- WORK TASK: When a line in the entries below contains the word "tree", copy that line.
··· RECORD EXCERPTS
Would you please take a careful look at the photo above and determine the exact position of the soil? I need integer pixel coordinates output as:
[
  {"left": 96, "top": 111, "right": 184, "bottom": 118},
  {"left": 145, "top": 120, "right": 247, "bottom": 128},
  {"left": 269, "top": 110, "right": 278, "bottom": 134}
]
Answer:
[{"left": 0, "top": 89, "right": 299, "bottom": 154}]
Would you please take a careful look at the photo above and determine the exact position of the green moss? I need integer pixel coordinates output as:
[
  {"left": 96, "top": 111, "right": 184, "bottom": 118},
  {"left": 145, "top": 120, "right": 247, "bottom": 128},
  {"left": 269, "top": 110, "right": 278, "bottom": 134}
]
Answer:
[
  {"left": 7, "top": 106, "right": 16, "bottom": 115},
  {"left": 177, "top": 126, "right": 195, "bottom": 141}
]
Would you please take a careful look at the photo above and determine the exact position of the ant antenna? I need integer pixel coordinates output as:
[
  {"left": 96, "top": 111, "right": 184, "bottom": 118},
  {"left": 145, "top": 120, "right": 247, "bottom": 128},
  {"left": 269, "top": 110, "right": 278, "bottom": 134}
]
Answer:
······
··· RECORD EXCERPTS
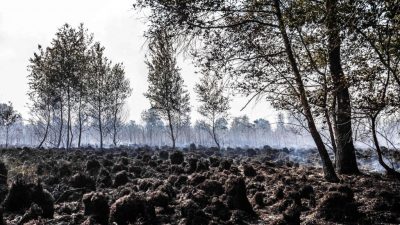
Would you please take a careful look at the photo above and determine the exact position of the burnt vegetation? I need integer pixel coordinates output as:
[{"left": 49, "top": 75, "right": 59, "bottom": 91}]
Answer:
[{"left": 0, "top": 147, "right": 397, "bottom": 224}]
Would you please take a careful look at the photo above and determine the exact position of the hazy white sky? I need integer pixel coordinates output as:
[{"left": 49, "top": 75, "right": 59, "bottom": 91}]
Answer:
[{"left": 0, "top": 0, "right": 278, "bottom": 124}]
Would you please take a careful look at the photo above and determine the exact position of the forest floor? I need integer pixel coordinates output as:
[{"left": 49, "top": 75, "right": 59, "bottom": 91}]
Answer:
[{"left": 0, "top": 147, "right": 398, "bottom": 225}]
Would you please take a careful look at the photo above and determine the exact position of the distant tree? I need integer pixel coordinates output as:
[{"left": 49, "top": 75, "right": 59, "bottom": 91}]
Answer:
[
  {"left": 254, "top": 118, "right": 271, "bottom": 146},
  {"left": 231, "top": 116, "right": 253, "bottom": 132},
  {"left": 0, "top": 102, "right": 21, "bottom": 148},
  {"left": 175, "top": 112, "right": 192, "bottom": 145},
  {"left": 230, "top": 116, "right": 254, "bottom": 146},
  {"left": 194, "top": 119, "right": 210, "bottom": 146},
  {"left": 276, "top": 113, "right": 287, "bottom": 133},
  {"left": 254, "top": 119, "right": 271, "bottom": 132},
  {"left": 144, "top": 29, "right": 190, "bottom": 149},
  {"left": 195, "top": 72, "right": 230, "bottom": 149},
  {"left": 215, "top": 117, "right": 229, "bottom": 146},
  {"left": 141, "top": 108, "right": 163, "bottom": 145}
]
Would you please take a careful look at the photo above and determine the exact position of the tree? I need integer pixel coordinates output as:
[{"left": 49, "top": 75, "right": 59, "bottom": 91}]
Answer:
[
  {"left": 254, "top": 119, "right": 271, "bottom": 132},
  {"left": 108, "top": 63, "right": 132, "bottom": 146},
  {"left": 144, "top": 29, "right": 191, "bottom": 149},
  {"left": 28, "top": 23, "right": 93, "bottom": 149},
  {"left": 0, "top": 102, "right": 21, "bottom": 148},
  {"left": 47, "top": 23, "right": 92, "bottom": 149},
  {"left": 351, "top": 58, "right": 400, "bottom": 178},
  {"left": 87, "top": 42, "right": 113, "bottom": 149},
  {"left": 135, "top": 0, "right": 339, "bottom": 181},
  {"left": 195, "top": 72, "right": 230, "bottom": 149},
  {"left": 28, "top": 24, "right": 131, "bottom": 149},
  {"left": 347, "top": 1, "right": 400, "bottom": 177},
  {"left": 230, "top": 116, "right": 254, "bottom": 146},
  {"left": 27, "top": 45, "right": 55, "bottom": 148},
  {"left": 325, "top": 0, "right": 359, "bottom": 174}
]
······
··· RECORD EXCERPTS
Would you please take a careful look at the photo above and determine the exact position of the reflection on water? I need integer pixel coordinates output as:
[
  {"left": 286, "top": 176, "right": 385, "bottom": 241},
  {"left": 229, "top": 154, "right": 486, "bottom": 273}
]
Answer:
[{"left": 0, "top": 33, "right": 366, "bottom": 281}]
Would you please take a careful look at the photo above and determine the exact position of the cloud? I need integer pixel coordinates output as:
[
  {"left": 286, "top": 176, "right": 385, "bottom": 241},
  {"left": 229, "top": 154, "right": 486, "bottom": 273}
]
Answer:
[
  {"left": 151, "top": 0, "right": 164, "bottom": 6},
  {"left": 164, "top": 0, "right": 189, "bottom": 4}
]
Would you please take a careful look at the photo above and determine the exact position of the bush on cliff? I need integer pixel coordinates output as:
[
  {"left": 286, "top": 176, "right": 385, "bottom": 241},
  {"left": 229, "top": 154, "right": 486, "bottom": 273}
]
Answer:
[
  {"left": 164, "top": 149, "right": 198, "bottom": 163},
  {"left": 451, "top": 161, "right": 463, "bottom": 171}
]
······
- SOLVED PROBLEM:
Would you please take a careful look at the photo above and determine the exact position of the distant tree? I need integer pixel coordinates output as:
Would you please take a careful look at the photo above and determine the exact position of the tree? I need integer pixel coordinates output as:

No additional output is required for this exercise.